Locate the line that contains "Identify the black metal pole". Print it and each following line through the end of the listing, verbatim, and nothing more.

◆ Task input ◆
====================

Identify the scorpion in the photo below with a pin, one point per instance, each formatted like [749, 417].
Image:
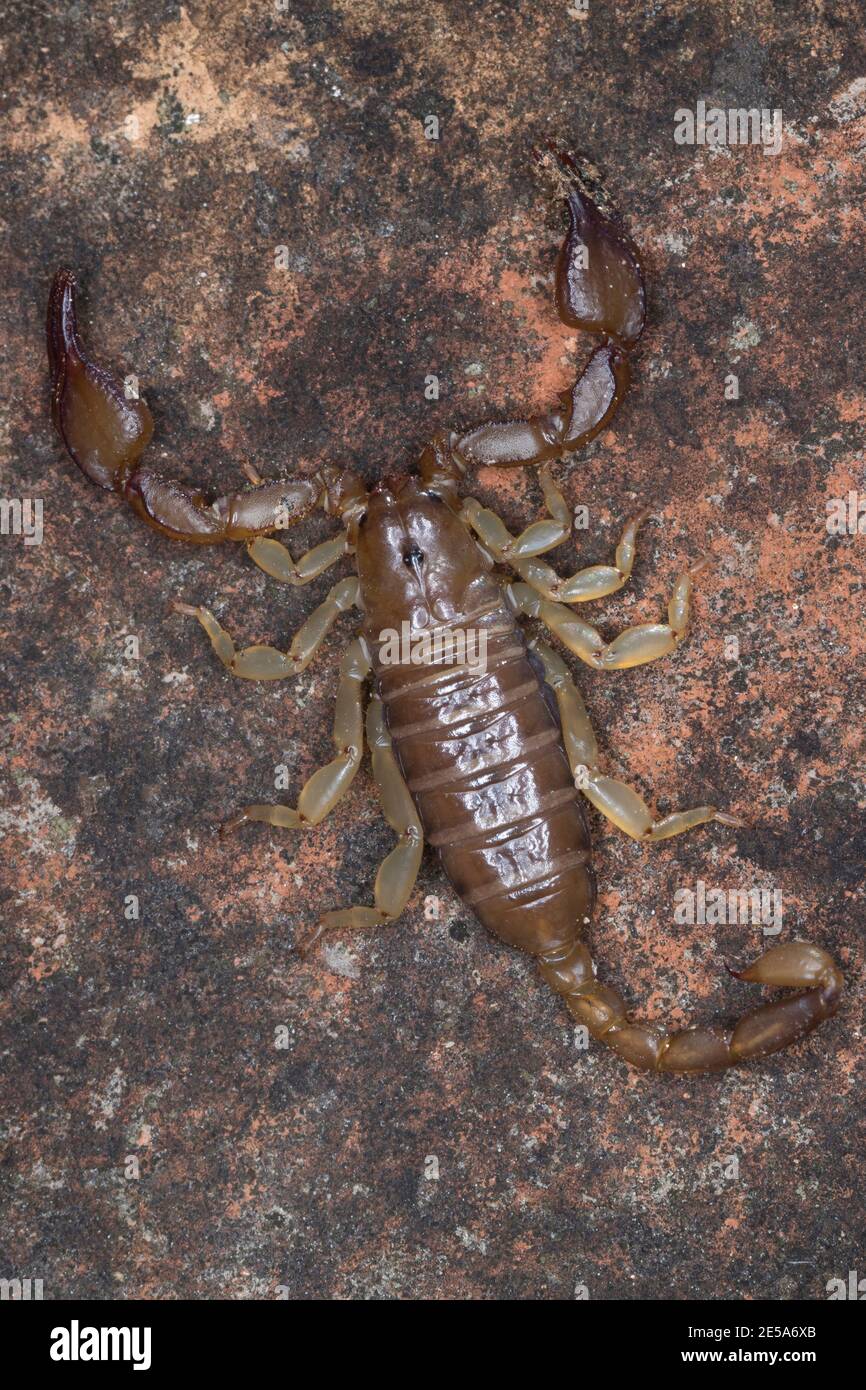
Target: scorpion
[483, 761]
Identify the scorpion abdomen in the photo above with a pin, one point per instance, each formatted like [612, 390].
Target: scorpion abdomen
[481, 752]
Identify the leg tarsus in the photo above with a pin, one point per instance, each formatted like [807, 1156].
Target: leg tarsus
[616, 801]
[328, 784]
[267, 663]
[398, 872]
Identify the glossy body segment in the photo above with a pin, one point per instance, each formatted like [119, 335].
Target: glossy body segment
[495, 777]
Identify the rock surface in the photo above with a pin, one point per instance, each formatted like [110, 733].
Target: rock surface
[267, 238]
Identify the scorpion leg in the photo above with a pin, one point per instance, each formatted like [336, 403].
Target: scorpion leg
[399, 870]
[633, 647]
[275, 559]
[325, 787]
[592, 583]
[267, 663]
[623, 806]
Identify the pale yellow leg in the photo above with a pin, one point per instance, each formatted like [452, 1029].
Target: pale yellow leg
[267, 663]
[595, 581]
[325, 787]
[623, 806]
[399, 870]
[275, 559]
[537, 538]
[633, 647]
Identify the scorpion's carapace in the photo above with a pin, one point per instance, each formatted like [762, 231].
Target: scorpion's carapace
[484, 758]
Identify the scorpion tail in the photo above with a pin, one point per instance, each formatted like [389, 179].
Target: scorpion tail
[773, 1026]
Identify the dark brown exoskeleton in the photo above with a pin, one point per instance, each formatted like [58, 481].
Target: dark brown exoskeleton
[469, 749]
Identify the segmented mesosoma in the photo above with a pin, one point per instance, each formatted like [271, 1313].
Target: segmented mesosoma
[484, 761]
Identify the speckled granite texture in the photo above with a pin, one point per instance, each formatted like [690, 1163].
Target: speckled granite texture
[430, 1129]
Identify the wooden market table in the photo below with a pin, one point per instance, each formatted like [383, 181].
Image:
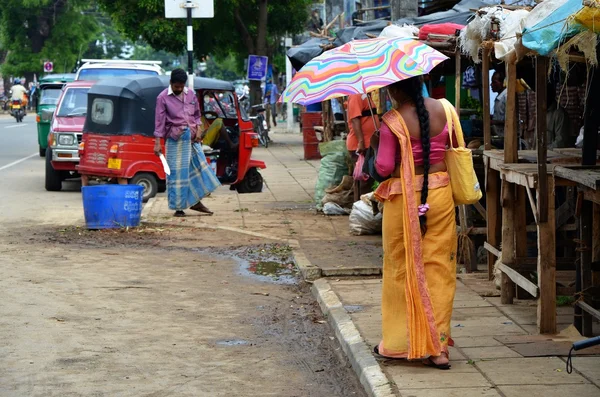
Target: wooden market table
[508, 188]
[587, 179]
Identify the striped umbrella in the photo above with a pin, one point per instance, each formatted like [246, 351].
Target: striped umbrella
[359, 67]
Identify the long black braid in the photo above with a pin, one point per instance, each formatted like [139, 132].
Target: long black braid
[413, 88]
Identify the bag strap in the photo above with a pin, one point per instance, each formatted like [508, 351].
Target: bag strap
[453, 121]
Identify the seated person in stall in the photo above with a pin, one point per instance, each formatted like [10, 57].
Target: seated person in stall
[362, 125]
[558, 124]
[498, 117]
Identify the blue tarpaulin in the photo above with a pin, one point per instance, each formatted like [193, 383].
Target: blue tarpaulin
[545, 36]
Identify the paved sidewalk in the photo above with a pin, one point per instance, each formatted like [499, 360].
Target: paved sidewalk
[491, 356]
[485, 360]
[286, 210]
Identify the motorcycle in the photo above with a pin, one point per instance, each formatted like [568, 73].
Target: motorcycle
[260, 124]
[17, 110]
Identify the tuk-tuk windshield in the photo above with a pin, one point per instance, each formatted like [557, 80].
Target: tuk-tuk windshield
[220, 102]
[74, 103]
[50, 95]
[106, 73]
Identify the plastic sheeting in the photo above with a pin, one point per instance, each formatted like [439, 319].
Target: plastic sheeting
[549, 23]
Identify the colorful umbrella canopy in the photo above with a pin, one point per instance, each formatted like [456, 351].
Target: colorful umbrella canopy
[359, 67]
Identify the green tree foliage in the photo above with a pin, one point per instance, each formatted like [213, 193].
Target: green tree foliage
[33, 31]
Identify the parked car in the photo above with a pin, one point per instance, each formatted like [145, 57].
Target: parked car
[98, 69]
[48, 95]
[62, 155]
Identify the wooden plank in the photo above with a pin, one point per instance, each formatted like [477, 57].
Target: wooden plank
[585, 271]
[589, 309]
[491, 249]
[520, 232]
[494, 227]
[485, 80]
[581, 175]
[532, 203]
[546, 313]
[596, 242]
[521, 281]
[591, 119]
[510, 124]
[480, 209]
[541, 73]
[508, 240]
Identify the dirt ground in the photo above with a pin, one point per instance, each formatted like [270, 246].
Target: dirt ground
[160, 311]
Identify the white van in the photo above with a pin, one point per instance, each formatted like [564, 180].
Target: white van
[98, 69]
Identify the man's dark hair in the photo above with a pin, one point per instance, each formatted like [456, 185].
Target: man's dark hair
[178, 76]
[500, 73]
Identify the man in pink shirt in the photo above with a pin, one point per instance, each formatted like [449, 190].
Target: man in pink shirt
[176, 121]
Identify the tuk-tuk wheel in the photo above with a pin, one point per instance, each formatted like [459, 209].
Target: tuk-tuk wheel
[148, 181]
[53, 178]
[252, 182]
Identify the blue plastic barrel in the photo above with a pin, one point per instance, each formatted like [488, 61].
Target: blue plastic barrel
[112, 206]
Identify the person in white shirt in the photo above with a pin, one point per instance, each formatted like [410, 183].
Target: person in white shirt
[499, 104]
[17, 91]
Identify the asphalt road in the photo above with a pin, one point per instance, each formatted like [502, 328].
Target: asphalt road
[23, 198]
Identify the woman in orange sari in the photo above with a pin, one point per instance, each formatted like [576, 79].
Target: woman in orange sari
[419, 228]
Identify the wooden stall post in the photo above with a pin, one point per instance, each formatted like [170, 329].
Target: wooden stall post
[485, 81]
[511, 139]
[521, 229]
[508, 240]
[492, 194]
[546, 266]
[509, 202]
[589, 156]
[541, 72]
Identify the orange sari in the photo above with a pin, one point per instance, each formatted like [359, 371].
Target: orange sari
[419, 272]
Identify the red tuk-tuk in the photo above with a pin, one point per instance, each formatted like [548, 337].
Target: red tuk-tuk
[118, 141]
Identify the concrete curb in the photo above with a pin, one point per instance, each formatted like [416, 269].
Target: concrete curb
[354, 346]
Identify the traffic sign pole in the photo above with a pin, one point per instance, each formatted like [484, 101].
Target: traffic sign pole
[190, 36]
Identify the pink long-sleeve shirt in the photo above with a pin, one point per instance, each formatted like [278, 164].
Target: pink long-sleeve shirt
[388, 153]
[174, 113]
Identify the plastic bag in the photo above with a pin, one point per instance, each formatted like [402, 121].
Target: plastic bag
[334, 209]
[359, 175]
[579, 141]
[334, 166]
[362, 221]
[342, 195]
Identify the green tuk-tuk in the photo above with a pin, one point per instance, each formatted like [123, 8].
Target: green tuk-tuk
[47, 98]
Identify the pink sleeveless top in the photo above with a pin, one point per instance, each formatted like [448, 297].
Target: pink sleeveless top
[388, 154]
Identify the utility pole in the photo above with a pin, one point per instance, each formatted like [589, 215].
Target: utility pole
[190, 10]
[189, 6]
[288, 80]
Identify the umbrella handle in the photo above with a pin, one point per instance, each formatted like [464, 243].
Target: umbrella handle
[371, 110]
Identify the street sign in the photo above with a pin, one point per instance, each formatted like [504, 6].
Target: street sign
[200, 9]
[257, 67]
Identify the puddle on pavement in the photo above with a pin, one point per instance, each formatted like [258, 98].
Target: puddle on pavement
[268, 263]
[232, 342]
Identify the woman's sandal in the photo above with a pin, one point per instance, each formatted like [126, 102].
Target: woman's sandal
[201, 208]
[376, 351]
[429, 363]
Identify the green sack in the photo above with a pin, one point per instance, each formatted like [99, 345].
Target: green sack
[334, 165]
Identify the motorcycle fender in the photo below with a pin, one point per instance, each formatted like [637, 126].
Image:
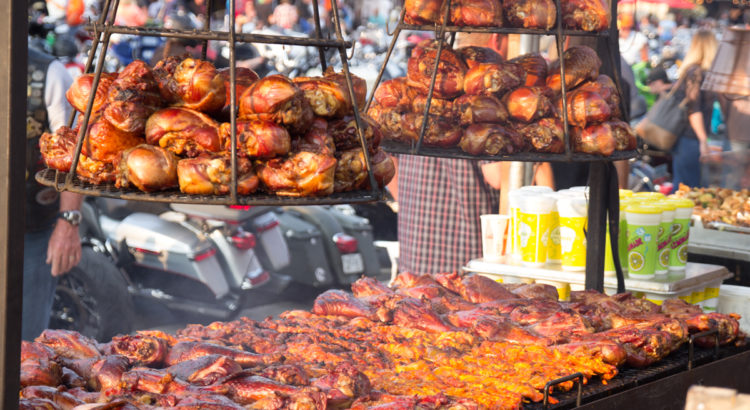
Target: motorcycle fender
[167, 246]
[309, 262]
[240, 263]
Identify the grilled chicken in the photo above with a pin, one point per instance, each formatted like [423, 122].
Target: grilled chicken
[538, 14]
[300, 174]
[449, 82]
[147, 168]
[183, 131]
[211, 174]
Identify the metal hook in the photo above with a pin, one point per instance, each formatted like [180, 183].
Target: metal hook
[351, 56]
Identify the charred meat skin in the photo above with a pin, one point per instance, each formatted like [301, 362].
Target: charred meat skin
[148, 168]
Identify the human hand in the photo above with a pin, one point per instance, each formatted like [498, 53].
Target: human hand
[64, 248]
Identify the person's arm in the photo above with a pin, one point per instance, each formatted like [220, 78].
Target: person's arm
[64, 248]
[696, 122]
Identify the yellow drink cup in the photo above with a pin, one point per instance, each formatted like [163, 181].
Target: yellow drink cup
[534, 224]
[573, 211]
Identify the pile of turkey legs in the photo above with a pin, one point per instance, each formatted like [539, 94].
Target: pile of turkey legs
[443, 342]
[168, 127]
[488, 106]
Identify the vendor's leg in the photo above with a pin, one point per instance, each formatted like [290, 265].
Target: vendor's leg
[686, 167]
[38, 285]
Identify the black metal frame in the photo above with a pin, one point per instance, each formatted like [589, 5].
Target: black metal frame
[105, 27]
[603, 178]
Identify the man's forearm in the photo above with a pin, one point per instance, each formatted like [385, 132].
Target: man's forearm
[70, 201]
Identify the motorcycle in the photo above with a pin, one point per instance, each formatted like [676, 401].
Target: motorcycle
[199, 259]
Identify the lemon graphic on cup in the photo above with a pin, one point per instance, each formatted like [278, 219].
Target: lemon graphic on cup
[635, 261]
[682, 254]
[664, 257]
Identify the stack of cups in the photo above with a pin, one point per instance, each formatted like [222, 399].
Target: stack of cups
[643, 232]
[514, 203]
[534, 223]
[680, 233]
[573, 211]
[665, 235]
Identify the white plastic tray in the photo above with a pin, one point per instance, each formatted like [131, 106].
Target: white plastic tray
[694, 276]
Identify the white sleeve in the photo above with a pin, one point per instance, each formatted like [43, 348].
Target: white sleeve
[57, 83]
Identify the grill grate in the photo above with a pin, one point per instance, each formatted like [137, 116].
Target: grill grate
[629, 377]
[50, 177]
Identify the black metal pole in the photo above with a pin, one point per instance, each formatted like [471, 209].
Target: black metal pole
[599, 181]
[14, 37]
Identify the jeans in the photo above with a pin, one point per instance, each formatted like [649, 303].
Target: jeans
[38, 284]
[686, 165]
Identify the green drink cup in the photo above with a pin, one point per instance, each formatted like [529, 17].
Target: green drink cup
[643, 232]
[680, 233]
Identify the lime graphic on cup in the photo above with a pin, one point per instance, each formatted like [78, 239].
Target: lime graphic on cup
[635, 262]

====================

◆ Solution to this task ◆
Identify the black metal pole in the photo above with a pin, one point per instance, each formatted like [471, 209].
Target: black metal pole
[599, 181]
[14, 37]
Identify the jeans in the photo above with a pin, one point per instance, each formatted like [649, 303].
Target: jeans
[38, 284]
[686, 165]
Identify the green drink cup in the photo above with a pin, one point per instance, each formatted like [529, 17].
Target: green drink cup
[643, 232]
[680, 233]
Identify the lime graphic on cup in the photo above with a pin, one point per instance, each formatted like [78, 239].
Target: lime graphic on cup
[635, 262]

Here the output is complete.